*What you need to do:* Return each line below holding the string "geranium".

*The records:*

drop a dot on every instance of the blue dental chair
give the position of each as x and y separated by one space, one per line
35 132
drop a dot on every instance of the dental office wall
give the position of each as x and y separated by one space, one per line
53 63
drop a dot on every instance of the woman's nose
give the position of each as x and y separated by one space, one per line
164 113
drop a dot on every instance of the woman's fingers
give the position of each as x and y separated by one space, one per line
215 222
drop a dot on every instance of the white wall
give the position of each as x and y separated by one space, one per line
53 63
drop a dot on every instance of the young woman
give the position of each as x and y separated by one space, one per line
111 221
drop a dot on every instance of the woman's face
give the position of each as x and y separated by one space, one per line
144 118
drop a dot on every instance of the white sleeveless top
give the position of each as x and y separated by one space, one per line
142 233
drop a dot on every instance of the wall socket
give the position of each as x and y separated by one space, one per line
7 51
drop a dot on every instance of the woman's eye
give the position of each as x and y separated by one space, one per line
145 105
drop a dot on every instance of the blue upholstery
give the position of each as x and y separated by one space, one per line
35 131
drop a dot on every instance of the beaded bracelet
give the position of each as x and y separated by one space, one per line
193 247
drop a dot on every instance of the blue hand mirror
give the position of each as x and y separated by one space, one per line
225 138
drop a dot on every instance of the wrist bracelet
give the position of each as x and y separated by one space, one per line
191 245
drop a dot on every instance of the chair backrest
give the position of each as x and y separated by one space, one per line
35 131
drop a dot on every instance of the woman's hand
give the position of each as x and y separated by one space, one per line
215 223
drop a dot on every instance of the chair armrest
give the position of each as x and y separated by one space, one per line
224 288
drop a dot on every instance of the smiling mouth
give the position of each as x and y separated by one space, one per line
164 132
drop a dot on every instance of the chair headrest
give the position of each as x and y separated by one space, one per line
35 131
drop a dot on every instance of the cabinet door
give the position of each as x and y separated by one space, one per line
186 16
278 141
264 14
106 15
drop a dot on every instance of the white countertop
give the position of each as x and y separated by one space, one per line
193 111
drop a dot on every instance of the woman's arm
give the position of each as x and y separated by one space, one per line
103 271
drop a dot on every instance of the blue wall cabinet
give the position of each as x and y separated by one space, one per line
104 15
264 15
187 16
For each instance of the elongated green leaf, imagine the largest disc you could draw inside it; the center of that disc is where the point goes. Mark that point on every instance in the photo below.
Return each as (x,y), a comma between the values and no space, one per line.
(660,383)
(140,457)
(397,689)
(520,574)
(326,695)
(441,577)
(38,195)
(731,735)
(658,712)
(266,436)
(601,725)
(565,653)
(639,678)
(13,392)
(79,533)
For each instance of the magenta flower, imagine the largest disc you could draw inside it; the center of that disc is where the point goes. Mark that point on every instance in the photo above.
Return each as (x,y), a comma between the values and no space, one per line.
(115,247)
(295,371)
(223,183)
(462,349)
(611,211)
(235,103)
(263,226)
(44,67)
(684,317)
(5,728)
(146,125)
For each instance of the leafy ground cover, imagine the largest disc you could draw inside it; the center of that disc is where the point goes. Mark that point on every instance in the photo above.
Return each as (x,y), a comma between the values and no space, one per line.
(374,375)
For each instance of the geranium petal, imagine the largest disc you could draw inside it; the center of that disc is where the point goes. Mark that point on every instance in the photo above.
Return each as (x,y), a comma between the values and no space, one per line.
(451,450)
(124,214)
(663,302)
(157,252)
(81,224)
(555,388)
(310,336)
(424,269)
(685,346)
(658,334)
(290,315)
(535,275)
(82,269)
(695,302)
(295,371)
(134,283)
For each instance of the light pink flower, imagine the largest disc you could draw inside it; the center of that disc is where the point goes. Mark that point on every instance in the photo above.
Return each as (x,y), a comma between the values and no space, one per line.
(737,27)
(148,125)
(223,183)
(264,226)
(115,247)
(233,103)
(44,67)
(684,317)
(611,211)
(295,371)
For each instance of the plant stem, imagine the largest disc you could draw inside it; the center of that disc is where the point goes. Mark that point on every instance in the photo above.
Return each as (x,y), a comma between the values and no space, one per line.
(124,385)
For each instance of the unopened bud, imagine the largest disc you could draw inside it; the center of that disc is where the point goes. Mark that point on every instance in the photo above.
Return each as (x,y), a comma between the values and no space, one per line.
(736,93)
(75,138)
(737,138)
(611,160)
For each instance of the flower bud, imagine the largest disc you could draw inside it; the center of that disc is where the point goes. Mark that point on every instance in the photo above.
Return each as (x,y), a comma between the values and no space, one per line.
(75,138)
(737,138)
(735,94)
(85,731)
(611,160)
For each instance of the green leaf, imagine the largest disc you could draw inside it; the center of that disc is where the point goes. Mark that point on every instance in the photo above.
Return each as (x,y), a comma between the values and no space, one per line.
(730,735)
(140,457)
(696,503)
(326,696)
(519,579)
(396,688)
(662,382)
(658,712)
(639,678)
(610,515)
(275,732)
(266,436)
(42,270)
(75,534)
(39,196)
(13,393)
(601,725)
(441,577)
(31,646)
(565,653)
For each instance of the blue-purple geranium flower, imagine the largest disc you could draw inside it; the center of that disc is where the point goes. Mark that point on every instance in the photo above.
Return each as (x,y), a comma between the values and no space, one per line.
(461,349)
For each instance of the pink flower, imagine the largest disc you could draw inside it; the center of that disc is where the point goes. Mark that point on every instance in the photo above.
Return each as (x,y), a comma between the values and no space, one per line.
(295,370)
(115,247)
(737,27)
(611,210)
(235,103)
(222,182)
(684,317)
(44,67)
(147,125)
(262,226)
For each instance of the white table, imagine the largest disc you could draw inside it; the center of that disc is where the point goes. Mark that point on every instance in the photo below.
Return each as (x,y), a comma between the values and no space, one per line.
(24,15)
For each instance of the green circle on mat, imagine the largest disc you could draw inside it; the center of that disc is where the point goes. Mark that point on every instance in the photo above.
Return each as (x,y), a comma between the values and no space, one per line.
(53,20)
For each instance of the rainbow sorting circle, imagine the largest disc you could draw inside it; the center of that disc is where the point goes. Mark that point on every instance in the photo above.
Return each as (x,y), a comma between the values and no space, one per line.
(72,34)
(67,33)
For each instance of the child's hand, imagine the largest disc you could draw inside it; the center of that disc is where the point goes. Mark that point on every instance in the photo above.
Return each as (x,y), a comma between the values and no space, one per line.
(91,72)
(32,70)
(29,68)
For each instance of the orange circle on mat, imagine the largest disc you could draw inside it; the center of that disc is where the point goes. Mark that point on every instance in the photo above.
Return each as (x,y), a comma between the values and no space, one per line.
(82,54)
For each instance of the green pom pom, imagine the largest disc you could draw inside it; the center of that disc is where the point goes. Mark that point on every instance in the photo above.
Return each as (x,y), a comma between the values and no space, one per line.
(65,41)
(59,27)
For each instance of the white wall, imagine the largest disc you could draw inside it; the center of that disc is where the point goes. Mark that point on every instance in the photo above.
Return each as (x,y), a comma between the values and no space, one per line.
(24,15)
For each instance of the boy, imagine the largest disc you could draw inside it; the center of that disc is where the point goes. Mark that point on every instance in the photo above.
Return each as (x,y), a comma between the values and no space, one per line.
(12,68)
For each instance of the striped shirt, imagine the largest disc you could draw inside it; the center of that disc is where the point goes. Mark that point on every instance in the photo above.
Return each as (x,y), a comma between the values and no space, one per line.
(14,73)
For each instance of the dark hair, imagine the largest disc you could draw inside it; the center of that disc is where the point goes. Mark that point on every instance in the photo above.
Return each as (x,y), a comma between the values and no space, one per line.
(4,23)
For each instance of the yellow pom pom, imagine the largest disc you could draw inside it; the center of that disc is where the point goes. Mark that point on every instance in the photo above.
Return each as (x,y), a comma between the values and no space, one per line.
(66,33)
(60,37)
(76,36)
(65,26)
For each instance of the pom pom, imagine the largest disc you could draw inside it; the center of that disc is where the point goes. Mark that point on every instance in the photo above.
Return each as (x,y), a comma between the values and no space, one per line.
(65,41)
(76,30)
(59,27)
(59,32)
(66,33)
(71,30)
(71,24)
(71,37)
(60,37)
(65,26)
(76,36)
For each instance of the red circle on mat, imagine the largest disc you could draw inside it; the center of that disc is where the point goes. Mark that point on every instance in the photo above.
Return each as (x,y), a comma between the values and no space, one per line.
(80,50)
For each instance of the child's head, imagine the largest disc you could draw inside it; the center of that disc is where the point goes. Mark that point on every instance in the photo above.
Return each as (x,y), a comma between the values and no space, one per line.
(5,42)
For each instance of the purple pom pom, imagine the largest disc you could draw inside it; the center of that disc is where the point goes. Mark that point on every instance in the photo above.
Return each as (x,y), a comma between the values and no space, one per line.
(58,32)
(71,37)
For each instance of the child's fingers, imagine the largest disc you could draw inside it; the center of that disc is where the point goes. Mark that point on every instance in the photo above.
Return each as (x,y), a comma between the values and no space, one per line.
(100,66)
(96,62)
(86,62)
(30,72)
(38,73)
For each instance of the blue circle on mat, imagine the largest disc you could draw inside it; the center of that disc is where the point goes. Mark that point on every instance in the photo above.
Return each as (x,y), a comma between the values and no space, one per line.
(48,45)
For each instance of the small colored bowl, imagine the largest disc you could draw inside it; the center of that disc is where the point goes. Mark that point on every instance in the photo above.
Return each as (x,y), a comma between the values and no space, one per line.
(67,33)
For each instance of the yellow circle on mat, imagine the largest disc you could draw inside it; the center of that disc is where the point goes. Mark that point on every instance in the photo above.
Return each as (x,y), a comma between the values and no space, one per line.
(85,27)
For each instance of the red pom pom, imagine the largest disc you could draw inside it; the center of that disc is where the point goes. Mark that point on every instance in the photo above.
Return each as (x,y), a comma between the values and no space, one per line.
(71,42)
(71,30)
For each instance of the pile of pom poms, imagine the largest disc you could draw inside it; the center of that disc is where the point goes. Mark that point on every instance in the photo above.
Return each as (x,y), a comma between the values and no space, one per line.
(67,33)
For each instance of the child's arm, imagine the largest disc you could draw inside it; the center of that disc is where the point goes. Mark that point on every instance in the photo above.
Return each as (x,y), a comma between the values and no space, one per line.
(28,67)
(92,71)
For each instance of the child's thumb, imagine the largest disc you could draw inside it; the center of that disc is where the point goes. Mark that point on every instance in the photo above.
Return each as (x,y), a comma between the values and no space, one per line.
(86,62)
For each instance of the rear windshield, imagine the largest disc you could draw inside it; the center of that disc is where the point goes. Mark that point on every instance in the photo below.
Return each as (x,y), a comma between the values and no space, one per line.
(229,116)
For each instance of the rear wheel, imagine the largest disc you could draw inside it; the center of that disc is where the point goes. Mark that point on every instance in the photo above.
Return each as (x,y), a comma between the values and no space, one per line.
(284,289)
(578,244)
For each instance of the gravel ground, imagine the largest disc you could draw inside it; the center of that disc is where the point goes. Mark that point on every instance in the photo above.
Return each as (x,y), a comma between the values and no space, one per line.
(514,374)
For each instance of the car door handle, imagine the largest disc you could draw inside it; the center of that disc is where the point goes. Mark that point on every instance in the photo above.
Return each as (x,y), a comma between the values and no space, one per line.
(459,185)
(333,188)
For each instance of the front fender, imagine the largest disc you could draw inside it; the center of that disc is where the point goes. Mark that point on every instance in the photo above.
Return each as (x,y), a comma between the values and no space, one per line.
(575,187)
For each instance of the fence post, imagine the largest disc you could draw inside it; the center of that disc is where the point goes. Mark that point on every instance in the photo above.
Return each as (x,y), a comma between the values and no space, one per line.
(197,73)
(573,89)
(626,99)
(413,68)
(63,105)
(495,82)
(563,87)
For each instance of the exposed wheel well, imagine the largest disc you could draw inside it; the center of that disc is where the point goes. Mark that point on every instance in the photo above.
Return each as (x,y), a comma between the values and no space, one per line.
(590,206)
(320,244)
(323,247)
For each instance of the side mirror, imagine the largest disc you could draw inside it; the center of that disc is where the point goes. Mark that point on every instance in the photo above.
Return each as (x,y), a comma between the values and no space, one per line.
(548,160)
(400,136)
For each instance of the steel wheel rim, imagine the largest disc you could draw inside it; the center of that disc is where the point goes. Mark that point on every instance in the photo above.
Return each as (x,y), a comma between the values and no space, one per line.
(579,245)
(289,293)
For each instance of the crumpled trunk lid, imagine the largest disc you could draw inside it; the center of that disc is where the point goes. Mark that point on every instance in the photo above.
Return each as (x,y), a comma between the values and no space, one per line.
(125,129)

*Answer for the task:*
For each instance of the geranium petal, imagine the largest disc you could draw inside it; the center of that disc is where the point goes. Mark that point on every instance in the photo above.
For each instance of the blue-purple geranium flower, imagine the largest disc you could draw inside it; the center of that disc is where the point goes. Mark that point on every instance in the photo above.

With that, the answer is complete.